[TASK STATEMENT] Among the records below, find the lines with the word "jacket" and copy them.

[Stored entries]

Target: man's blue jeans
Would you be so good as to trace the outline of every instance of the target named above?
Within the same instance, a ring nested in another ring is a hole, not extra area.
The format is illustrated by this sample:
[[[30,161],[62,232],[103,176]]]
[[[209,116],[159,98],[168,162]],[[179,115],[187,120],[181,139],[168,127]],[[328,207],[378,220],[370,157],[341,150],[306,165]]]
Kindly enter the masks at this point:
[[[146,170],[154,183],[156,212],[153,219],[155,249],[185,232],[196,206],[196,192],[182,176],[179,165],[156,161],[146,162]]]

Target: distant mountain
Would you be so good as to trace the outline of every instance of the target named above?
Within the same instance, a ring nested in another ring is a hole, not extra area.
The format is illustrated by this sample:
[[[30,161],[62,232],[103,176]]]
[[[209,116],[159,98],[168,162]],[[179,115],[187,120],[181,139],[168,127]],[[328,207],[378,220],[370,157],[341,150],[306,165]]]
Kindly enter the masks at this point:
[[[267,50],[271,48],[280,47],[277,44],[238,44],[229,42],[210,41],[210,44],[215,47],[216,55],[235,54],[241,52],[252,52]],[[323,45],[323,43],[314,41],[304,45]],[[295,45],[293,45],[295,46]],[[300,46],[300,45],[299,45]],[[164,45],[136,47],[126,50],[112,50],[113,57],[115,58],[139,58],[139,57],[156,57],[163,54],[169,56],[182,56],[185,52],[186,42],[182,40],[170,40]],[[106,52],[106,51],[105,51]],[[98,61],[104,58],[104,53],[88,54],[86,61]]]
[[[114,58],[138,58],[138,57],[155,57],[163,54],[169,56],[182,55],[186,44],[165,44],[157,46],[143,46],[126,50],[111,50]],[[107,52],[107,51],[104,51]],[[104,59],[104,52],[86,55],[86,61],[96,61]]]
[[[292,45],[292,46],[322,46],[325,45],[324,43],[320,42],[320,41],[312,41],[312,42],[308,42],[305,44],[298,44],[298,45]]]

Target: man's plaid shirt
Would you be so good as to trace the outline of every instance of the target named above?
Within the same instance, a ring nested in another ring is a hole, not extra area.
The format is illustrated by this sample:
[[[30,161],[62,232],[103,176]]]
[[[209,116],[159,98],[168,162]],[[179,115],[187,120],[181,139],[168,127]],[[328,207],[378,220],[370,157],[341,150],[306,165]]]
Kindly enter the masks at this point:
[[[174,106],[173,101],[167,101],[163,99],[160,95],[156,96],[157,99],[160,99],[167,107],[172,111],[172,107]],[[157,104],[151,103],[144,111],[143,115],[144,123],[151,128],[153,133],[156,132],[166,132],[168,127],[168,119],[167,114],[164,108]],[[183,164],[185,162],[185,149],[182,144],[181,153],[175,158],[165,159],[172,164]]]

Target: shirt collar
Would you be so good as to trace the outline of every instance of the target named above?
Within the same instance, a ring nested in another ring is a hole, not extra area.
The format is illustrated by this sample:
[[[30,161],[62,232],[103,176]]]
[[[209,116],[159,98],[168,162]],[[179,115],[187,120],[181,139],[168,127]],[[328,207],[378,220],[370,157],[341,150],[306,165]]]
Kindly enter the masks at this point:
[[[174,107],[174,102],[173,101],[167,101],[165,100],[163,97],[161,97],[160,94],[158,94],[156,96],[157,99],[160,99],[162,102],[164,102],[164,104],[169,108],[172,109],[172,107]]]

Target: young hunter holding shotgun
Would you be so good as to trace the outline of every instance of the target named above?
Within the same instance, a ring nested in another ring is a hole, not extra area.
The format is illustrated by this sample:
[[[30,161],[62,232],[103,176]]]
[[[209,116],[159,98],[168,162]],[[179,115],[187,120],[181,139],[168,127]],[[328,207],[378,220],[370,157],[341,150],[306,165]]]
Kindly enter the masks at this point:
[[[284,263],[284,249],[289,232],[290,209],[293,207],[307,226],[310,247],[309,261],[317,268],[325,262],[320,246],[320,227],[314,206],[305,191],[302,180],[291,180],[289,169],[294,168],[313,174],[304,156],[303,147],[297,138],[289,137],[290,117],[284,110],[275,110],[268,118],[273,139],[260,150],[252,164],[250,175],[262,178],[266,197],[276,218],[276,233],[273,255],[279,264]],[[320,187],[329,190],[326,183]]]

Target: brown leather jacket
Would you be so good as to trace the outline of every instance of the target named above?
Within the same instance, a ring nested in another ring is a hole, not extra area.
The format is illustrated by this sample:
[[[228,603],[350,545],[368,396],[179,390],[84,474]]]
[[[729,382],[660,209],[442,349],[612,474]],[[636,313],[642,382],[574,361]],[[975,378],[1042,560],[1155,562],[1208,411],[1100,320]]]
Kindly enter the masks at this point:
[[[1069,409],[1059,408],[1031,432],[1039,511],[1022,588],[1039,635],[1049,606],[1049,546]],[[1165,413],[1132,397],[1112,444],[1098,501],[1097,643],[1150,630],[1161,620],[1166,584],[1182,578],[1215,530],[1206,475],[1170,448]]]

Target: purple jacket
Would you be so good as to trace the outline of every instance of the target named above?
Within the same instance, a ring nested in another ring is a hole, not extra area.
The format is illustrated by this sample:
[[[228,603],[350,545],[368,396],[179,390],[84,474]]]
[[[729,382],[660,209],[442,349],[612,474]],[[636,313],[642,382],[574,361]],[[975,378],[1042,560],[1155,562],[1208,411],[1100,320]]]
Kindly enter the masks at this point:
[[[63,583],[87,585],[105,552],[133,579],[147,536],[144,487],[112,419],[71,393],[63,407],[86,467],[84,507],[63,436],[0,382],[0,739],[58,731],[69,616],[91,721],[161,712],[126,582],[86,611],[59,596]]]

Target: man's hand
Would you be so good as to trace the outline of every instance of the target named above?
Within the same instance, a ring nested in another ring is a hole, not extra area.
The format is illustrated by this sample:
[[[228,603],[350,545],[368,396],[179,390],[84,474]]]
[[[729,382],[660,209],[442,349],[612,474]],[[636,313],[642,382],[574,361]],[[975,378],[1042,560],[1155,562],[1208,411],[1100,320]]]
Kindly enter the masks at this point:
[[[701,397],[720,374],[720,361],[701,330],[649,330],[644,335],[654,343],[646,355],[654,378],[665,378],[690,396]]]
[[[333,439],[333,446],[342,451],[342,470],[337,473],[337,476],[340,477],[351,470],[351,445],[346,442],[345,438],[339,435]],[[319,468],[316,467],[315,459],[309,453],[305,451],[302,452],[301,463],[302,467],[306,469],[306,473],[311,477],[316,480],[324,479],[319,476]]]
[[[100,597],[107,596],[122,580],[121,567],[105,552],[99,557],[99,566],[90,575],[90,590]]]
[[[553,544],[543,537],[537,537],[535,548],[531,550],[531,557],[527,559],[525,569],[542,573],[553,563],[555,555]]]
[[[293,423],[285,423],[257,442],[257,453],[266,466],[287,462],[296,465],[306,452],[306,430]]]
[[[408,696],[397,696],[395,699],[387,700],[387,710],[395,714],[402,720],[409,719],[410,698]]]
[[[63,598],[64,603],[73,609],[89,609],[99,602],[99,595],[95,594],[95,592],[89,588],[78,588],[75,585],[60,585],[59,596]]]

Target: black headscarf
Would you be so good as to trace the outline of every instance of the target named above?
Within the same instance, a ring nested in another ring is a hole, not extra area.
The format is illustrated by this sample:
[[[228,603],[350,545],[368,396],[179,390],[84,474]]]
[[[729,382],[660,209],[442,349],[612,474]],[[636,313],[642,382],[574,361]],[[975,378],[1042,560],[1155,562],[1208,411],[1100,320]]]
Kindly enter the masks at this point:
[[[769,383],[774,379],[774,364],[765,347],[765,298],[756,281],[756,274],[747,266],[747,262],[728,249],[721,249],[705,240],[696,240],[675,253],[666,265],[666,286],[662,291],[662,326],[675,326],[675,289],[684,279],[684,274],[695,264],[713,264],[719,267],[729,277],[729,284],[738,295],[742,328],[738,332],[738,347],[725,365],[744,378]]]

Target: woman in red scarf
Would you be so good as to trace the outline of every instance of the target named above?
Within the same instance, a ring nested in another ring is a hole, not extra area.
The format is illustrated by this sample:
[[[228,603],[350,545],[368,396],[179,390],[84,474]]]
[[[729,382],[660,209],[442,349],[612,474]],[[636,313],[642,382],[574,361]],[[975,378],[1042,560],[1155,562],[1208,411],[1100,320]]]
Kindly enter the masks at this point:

[TASK RESPONSE]
Target: brown leather jacket
Target: purple jacket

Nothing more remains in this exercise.